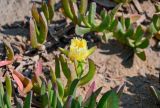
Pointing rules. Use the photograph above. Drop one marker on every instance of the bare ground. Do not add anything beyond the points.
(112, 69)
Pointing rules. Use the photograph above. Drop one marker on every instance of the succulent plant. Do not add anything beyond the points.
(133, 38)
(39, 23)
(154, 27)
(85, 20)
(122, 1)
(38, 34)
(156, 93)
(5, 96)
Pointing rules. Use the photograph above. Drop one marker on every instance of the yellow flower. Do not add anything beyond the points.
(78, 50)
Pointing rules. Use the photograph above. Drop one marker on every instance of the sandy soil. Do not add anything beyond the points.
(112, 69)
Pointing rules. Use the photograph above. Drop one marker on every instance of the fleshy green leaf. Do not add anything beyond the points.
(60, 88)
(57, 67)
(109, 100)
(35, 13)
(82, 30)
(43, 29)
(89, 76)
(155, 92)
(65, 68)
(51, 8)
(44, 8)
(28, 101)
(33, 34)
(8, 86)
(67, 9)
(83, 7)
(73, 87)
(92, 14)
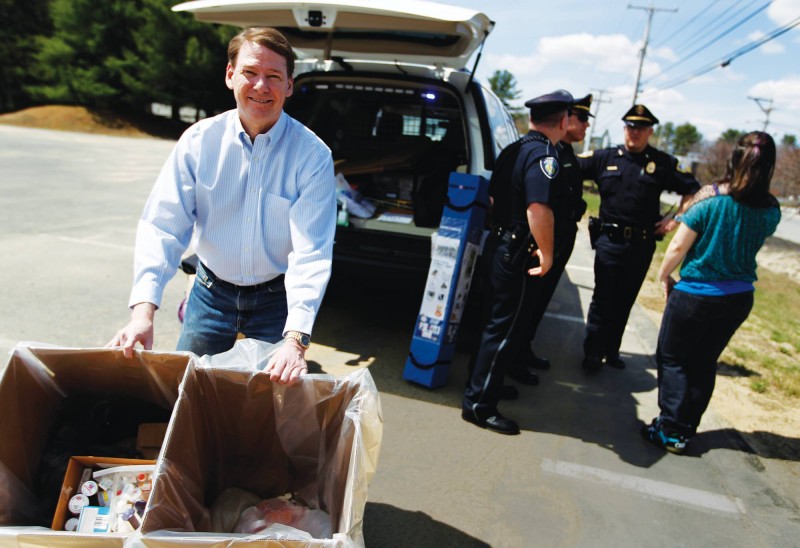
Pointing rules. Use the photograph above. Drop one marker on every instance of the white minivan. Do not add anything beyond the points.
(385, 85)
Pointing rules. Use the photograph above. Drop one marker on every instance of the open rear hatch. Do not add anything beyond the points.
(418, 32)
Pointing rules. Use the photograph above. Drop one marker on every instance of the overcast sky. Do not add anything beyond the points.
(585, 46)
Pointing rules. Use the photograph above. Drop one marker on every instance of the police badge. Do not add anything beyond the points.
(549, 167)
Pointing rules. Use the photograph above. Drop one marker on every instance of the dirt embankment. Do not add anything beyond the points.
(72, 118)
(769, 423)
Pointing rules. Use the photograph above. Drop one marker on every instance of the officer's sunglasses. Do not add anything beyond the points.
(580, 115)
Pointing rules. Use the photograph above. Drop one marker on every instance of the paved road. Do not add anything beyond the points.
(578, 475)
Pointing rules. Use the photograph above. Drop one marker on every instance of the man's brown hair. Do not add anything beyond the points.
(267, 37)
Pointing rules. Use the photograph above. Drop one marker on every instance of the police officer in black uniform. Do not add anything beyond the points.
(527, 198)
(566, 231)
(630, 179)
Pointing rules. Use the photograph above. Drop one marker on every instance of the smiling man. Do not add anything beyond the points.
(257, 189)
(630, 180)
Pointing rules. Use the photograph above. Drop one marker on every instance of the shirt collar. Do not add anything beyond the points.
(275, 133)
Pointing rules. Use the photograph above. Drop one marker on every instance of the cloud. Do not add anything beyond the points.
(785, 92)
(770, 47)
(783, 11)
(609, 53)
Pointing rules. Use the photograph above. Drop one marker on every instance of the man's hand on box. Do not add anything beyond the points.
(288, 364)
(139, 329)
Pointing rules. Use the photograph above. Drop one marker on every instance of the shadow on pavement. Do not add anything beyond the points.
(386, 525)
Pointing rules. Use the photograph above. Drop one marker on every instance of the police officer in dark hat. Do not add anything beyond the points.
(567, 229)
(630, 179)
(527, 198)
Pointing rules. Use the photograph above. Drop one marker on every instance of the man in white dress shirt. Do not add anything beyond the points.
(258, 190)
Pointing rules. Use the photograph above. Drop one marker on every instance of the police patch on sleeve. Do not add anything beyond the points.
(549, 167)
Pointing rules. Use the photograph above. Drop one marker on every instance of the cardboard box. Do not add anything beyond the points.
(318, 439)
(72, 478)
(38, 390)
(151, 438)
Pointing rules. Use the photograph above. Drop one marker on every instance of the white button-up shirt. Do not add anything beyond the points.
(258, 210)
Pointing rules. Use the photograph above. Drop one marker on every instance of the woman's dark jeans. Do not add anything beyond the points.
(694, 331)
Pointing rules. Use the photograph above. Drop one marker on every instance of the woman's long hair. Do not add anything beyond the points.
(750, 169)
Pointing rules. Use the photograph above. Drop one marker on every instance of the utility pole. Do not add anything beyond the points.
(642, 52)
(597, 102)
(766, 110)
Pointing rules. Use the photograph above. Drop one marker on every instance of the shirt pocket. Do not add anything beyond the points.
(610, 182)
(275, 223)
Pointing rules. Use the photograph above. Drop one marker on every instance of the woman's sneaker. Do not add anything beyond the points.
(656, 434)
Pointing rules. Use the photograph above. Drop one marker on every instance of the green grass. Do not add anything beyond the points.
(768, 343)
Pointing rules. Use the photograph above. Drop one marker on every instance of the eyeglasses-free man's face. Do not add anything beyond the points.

_Description of the task:_ Recast the records above as a numbered list, leaving out blank lines and the pictures.

_Final result:_
1. Pointing rules. Use the photograph above. Drop one marker on every instance of the bare ground. Do not add anything beyond the points.
2. (112, 69)
3. Pointing rules. Use the photograph above. Drop one marker on every instance of the succulent plant. Do not add anything beyond the points.
4. (133, 38)
5. (39, 23)
6. (154, 27)
7. (85, 20)
8. (122, 1)
9. (38, 34)
10. (156, 93)
11. (5, 96)
12. Pointing rules. Use the photograph above. Drop one marker on every instance of the yellow flower. Do not add anything beyond the points.
13. (78, 50)
14. Pointing rules. Use the photograph above. Drop one marker on every instance of the sandy soil. Do not add anything beyond the points.
15. (112, 69)
16. Pointing rules. Use the photograph above. Drop one marker on every instance of the fleshy green leaf. Do not add anything beyond the points.
17. (60, 88)
18. (57, 67)
19. (109, 100)
20. (35, 13)
21. (82, 30)
22. (43, 29)
23. (89, 76)
24. (155, 92)
25. (65, 68)
26. (51, 8)
27. (44, 8)
28. (28, 101)
29. (33, 34)
30. (8, 86)
31. (67, 9)
32. (83, 7)
33. (73, 87)
34. (92, 14)
35. Pointing rules. Use the photograph above. Drop one marker on every instance of the white minivan. Do not add anything beyond the points.
36. (385, 85)
37. Pointing rules. Use the photograph above. Drop one marker on every instance of the open rear hatch. Do not add anything beyond the points.
38. (418, 32)
39. Pointing rules. Use the photograph above. Drop one marker on every instance of the overcast sky. Do not add anything beyond the points.
40. (585, 46)
41. Pointing rules. Use the photograph above. Drop one marker on every instance of the police badge. Do not add anything beyond the points.
42. (549, 167)
43. Pointing rules. Use the photograph above. Drop one marker on every instance of the dirt embankment. Do not add anything beyond the points.
44. (72, 118)
45. (769, 423)
46. Pointing rules. Use the photograph above. Drop one marker on every instance of the officer's sunglasses. Do not add anything beyond the points.
47. (580, 115)
48. Pointing rules. Use the photograph above. Drop one marker on every instance of the paved road. Do not add anything beyond the points.
49. (578, 475)
50. Pointing rules. Use the photograph above. Drop one marker on every instance of the man's brown hair. Do not add anything beyond the points.
51. (267, 37)
52. Pointing rules. Use the photograph above. Drop one marker on every instance of the police officer in black uniform. Do not add anything beyond the points.
53. (527, 198)
54. (566, 231)
55. (630, 179)
56. Pointing rules. Use the photograph above. Drop one marker on every instance of the smiling man. Do not add anything beyond the points.
57. (257, 189)
58. (630, 180)
59. Pointing rules. Use the photograph above. Drop one marker on every instance of the shirt collar. Do not add anything beyond the points.
60. (275, 133)
61. Pointing rules. Use the photograph above. Drop one marker on every instance of the cloud. Do not add anything beyond the points.
62. (785, 92)
63. (770, 47)
64. (783, 11)
65. (609, 53)
66. Pointing rules. Use the photograph above. Drop one marker on every instance of the man's hand on box. Do not add anything beyond the points.
67. (288, 364)
68. (139, 329)
69. Pointing rules. Use the photograph above. Drop one marker on every instance of the shadow on pavement. Do not add anything beyond the points.
70. (386, 525)
71. Pointing rules. Use the photograph above. Drop one marker on every instance of the police officer in dark hat. Do not add anything beyond the points.
72. (567, 229)
73. (630, 179)
74. (527, 198)
75. Pointing rules. Use the photograph above. Drop one marker on every instance of the man in white dress shirt. Do not add anything beyond the points.
76. (258, 190)
77. Pointing rules. Use the photograph above. Drop one marker on every instance of the police patch on sleeve. Do not add anything beyond the points.
78. (549, 167)
79. Pointing rules. Use the photograph above. Drop one marker on every instance of the cardboard box. Do not add anything beyond the points.
80. (318, 439)
81. (72, 478)
82. (38, 390)
83. (151, 438)
84. Pointing rules. Use the photograph above. Drop one marker on every instance of the white button-up shirt. Do not add anything beyond the points.
85. (258, 210)
86. Pointing rules. Use the photograph above. Drop one marker on every instance of the woman's dark jeans. Do not add anything beyond the points.
87. (694, 331)
88. Pointing rules. Use the photograph above. Drop one marker on every instance of the woman's long hair. Do not add anything beyond the points.
89. (750, 169)
90. Pointing rules. Use the photograph above. Drop one marker on every instance of the utility pole. Do not add anything beyond the points.
91. (642, 52)
92. (597, 102)
93. (766, 110)
94. Pointing rules. Use the photograph above. Drop one marker on every instance of the shirt pocket. Do not add anything beyond the points.
95. (610, 182)
96. (275, 223)
97. Pointing rules. Use the photograph above. Drop one marker on every instance of the woman's sneaker. Do not add anything beyond the points.
98. (656, 434)
99. Pointing rules. Use the photograph above. Drop one marker on every instance of the green grass. Do not add anything beyond the points.
100. (768, 343)
101. Pointing rules. Use the photograph above. Drop one marker on every instance of the eyeglasses-free man's face. Do not add anything beyond the points.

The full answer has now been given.